▶ _What is needed_
Reproduce verbatim the stretch of the B. Robert Lewis text from "Personal details" through "University (BS, DVM)".

▶ _Source text_
Member of the Minnesota House of Representatives from the 41st district
- In office January 4, 1977 – April 25, 1979

Personal details
- Born: Bert Robert Lewis November 11, 1931 Hutchinson, Kansas, U.S.
- Died: April 25, 1979 (aged 47) Golden Valley, Minnesota, U.S.
- Resting place: Lakewood Cemetery, Minneapolis, Minnesota, U.S.
- Party: Democratic (DFL)
- Spouse(s): Joanie Margaret Sandberg ​(m. 1976)​
- Children: 2
- Education: Kansas State University (BS, DVM)
- Occupation: Politician, veterinarian

Military service
- Allegiance: United States
- Branch/service: United States Army
- Years of service: 1953–1955
- Battles/wars: Korean War

= B. Robert Lewis =

American veterinarian and politician

Bert Robert Lewis, Sr. (November 11, 1931 - April 25, 1979) was an American veterinarian and politician.

Lewis was born in Hutchinson, Kansas and was an African-American. He received his degrees in animal husbandry in 1953, biological science in 1958, and in veterinarian medicine in 1960 from Kansas State University. Lewis served in the United States Army during the Korean War. In 1962, Lewis moved to St. Louis Park, Minnesota and was a veterinarian. Lewis served on the St. Louis Park School Board from 1967 to 1971 and on the Minnesota Board of Education. Lewis served in the Minnesota Senate from 1973 until his death in 1979 and was a Democrat. He died from a heart attack at his home in Golden Valley, Minnesota. His body was laid in state at the Minnesota State Capitol.

▶ _Given entries_
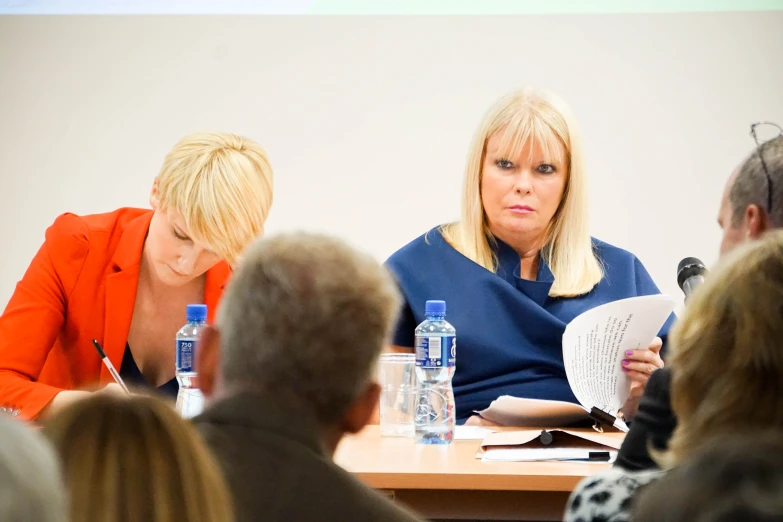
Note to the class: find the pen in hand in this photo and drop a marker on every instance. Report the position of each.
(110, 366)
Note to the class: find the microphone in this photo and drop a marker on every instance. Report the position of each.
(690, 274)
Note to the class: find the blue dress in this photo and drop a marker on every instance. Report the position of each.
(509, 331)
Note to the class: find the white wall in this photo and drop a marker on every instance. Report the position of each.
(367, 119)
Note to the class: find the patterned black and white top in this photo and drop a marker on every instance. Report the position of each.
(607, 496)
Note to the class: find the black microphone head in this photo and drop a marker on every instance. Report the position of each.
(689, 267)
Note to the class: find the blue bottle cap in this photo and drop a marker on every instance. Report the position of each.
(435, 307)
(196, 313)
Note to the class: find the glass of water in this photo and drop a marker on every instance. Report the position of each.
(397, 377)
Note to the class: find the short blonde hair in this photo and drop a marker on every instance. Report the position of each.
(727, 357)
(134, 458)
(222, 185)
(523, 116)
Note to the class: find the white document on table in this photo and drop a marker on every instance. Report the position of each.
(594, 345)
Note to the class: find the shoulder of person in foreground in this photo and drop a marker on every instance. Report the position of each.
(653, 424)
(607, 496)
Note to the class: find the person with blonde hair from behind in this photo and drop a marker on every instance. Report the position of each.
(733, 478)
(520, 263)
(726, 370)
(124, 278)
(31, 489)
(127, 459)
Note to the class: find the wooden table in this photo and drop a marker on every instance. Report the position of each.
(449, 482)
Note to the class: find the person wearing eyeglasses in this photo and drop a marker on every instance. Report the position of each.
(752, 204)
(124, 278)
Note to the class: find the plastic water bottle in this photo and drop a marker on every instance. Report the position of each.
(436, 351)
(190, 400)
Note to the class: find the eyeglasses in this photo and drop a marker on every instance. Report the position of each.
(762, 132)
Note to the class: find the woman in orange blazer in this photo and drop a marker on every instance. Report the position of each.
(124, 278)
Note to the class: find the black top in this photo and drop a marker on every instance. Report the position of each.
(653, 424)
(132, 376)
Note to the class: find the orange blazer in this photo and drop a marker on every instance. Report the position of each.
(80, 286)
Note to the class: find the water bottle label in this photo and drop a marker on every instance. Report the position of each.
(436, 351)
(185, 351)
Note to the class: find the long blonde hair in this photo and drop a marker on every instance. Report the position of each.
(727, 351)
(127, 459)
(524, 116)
--
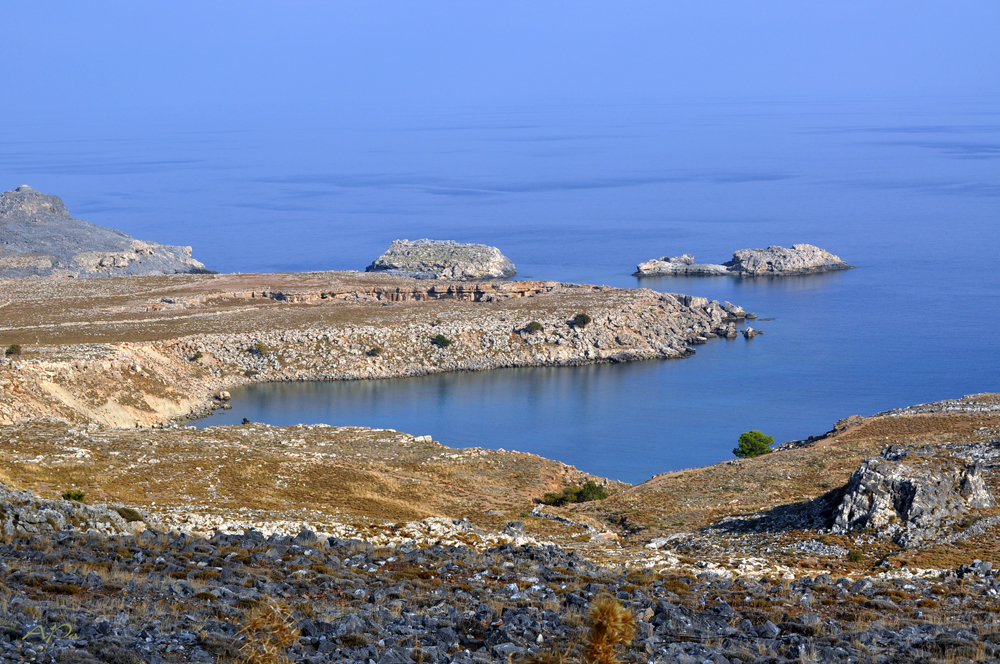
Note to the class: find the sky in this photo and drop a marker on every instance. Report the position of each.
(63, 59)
==
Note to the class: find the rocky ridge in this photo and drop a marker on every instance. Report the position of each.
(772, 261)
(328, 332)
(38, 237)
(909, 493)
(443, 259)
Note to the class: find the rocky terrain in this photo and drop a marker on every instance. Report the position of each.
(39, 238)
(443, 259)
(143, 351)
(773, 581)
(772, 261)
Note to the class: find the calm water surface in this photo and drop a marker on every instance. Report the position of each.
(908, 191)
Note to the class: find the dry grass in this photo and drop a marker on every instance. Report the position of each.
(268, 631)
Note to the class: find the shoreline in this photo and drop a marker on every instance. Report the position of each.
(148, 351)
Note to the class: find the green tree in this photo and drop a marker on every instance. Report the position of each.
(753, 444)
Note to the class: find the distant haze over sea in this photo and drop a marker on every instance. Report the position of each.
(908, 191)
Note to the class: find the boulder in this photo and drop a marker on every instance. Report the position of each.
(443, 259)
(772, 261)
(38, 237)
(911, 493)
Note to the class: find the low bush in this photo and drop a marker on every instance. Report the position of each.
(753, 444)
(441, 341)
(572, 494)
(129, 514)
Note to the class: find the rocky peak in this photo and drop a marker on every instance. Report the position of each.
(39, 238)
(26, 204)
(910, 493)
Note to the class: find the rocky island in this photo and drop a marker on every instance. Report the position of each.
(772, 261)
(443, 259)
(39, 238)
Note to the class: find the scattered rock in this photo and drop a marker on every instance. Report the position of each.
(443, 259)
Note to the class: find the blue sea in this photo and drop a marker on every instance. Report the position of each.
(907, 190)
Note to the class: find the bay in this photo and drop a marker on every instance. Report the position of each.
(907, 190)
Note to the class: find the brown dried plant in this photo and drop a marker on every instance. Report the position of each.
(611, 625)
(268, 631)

▶ _Problem solution_
Personal details
- Born: Bert Robert Lewis November 11, 1931 Hutchinson, Kansas, U.S.
- Died: April 25, 1979 (aged 47) Golden Valley, Minnesota, U.S.
- Resting place: Lakewood Cemetery, Minneapolis, Minnesota, U.S.
- Party: Democratic (DFL)
- Spouse(s): Joanie Margaret Sandberg ​(m. 1976)​
- Children: 2
- Education: Kansas State University (BS, DVM)